* [OBJECTIVE]: Reproduce the records that follow in full, excluding any picture they contain.

** begin RECORD EXTRACTS **

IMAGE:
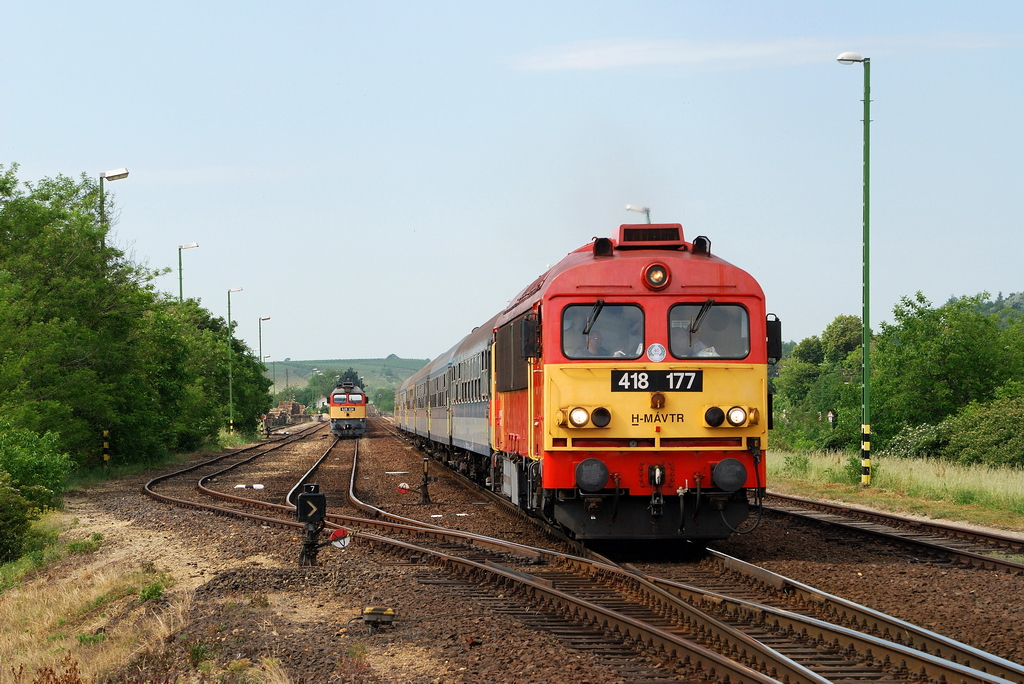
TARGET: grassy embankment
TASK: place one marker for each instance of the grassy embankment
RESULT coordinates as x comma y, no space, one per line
97,615
978,495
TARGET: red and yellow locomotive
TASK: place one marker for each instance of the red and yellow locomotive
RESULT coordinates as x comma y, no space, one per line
624,394
348,411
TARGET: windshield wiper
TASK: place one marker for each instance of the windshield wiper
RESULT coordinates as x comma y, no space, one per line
696,321
592,318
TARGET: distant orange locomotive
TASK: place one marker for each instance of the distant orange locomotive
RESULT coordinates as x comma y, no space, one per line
624,394
348,411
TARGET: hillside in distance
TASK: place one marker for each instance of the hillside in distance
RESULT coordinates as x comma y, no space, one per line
378,373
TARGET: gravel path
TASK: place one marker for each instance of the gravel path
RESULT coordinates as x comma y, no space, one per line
250,599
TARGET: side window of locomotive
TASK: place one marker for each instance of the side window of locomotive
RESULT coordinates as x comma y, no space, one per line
615,331
723,333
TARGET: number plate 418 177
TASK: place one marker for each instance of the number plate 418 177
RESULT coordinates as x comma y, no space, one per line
657,381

** end RECORD EXTRACTS **

* [ANSWER FOR THIS EXERCISE]:
IMAGE:
TARGET: grassy embankment
TASK: place one marker for each instance of the grassy embankment
RESULT coordinates as x comma y, no space, one per line
97,615
978,495
TARGET: red and yellow locomotive
TASK: place one marker for each instance of the red and yellow locomotive
RESULT coordinates as x comma y, no space, one per line
624,394
348,411
TARGET: windshield wiper
TASK: place one marker for each instance of the windshield wiper
RESULT coordinates as x comma y, no space, one per line
696,321
592,318
TARGET: distant orange locomotive
TASK: place one marker for each instance of the distant orange locomotive
RESULT coordinates as x comma y, no space, one per line
624,394
348,411
TARGET: hillside in distance
TASK: place one marker for each instance of the hillside in distance
RESULT coordinates as x comma y, no space, one per line
378,373
TARGET: gravel path
TASK: place one marker for each instance of the gravel path
RESULT coordinates as x comma y, no space, one per line
250,599
TARGET: side window of locomotive
TASK: place one marker for each instance of the side window of locomotive
RESULT coordinates as x comma y, no space, one per line
615,331
723,333
TARGET: number plate 418 177
TASK: place one marker for each instance of the number plate 418 177
RESULT coordinates as x comma y, no space, one per line
657,381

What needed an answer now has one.